LLM for GTX1080 (8GB) for local use. (lemmy.dbzer0.com)

submitted 8 months ago by [email protected] to c/[email protected]

7 comments fedilink hide all child comments

Could someone recommend a LLM for the Nvidia GTX1080? I've used the gptq_model-4bit-128g of Luna AI from the Bloke and i get a response every 30s-60s and only 4-5 prompts before it starts to repeat or hallucinate.

top 7 comments

sorted by: hot top controversial new old

[-] SkySyrup 4 points 8 months ago

try openorca-mistral-7b, it should fit in your GPU. Try using exllama2 to speed up interference.

[-] [email protected] 2 points 8 months ago

thx, this one? https://huggingface.co/TheBloke/Mistral-7B-OpenOrca-GPTQ

[-] SkySyrup 3 points 8 months ago

yeah that should work!

[-] [email protected] 2 points 8 months ago

Yes it does and fits the GPU just fine. Didn't hallucinate but it was slow like 60s+ in the first run but did it's job. Thanks.

[-] SkySyrup 2 points 8 months ago

good to hear it worked, it’s weird it’s so slow. I’m lucky to have access to a 3060, which isn’t that far out from a 1080, and get at least 40t/s on it. Are you running on CPU or are you using exllama?

────

*Directions*. In the forum thread about running a local LLM on a GTX1080, which model does SkySyrup first recommend?

────

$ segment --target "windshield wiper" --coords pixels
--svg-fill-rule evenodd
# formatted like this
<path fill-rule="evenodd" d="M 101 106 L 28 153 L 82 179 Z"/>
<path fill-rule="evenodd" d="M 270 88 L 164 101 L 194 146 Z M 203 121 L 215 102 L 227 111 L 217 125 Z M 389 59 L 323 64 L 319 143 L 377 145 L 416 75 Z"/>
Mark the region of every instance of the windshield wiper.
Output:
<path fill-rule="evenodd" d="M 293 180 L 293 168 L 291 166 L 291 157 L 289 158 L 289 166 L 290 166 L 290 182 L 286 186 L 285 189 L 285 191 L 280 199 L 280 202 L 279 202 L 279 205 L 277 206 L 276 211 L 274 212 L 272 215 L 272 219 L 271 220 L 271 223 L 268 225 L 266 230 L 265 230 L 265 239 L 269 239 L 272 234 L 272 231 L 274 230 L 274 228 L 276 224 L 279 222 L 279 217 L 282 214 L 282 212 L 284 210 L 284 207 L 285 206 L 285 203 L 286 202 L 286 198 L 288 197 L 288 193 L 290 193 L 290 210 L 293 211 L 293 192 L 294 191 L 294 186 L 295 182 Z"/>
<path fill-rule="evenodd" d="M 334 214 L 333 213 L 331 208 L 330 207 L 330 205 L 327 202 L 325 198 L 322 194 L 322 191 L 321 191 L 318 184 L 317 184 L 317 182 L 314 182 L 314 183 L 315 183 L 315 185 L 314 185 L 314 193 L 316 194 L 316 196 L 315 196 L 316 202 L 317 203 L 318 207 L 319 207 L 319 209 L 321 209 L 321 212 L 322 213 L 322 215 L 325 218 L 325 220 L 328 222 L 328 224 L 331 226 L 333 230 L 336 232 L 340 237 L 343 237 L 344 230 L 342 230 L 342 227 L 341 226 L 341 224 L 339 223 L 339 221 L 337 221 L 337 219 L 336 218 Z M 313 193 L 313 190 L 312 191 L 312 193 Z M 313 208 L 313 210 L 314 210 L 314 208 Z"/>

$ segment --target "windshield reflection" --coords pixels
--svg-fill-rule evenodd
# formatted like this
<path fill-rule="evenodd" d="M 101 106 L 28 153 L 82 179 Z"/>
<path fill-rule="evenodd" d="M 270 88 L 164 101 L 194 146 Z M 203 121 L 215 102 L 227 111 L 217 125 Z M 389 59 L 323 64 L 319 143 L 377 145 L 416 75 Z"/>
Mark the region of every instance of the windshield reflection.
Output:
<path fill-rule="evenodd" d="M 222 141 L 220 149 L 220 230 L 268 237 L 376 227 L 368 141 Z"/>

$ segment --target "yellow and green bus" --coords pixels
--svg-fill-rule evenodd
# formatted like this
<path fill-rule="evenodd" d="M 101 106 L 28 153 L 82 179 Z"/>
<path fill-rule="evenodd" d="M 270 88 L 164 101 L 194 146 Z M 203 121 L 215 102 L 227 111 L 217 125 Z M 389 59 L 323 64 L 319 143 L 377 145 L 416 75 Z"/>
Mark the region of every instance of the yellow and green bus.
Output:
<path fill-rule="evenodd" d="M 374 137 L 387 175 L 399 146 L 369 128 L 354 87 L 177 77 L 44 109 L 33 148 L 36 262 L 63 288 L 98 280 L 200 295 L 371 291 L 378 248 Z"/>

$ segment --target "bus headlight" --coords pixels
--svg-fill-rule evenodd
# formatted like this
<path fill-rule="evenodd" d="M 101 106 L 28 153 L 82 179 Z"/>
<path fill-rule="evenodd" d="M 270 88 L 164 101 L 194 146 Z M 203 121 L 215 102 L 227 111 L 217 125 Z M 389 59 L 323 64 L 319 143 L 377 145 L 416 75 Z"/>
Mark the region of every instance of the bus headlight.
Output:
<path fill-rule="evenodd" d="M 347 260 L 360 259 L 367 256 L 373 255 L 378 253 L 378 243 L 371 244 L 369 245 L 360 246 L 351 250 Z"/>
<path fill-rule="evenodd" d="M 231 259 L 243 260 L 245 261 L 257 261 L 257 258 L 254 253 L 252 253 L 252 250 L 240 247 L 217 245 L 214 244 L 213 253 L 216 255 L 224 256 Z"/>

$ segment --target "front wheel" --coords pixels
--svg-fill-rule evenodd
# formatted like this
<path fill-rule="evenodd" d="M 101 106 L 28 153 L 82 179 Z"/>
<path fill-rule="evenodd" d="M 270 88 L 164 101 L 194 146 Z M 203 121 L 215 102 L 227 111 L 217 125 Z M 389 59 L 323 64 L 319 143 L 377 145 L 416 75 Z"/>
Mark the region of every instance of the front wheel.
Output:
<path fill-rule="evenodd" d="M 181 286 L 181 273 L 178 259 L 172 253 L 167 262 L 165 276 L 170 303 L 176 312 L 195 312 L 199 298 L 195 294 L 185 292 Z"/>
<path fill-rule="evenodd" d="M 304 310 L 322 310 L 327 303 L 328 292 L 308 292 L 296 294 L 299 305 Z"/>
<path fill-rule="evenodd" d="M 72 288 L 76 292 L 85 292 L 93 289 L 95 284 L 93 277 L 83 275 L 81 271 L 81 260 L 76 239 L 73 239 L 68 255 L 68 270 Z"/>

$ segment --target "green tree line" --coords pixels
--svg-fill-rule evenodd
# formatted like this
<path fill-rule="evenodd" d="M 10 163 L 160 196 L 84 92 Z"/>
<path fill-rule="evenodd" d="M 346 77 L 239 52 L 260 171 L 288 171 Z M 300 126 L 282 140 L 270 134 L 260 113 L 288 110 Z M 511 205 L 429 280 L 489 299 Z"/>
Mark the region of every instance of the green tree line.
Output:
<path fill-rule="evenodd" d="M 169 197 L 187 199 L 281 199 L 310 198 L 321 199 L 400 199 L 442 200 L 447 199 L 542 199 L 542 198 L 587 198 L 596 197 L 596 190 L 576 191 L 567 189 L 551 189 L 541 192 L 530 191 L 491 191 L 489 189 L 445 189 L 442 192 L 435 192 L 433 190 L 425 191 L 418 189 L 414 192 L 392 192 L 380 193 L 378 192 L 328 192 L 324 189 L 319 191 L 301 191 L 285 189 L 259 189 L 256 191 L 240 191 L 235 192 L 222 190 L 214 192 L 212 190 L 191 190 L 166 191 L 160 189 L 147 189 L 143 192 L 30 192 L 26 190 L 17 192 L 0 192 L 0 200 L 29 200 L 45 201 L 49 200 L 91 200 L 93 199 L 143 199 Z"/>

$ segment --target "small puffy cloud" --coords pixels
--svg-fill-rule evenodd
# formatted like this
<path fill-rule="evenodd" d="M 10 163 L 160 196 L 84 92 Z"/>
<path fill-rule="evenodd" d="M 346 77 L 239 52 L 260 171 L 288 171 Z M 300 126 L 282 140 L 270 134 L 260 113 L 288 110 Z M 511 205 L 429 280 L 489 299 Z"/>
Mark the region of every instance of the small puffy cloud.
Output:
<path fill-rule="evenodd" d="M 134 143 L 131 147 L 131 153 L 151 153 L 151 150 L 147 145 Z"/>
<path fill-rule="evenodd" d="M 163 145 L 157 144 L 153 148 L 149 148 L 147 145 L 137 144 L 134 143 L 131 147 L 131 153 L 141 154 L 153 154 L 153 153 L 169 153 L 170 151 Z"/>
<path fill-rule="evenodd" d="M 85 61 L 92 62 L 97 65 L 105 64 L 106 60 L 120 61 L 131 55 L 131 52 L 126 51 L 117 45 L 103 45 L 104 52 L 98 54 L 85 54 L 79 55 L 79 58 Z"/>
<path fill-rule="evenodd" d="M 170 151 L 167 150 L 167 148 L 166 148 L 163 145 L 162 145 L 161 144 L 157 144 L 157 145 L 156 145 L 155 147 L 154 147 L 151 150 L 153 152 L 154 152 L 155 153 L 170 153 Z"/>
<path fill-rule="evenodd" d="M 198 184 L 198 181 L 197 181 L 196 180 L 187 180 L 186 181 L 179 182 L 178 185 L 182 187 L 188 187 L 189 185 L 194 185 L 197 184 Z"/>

────

*Response to the exercise*. openorca-mistral-7b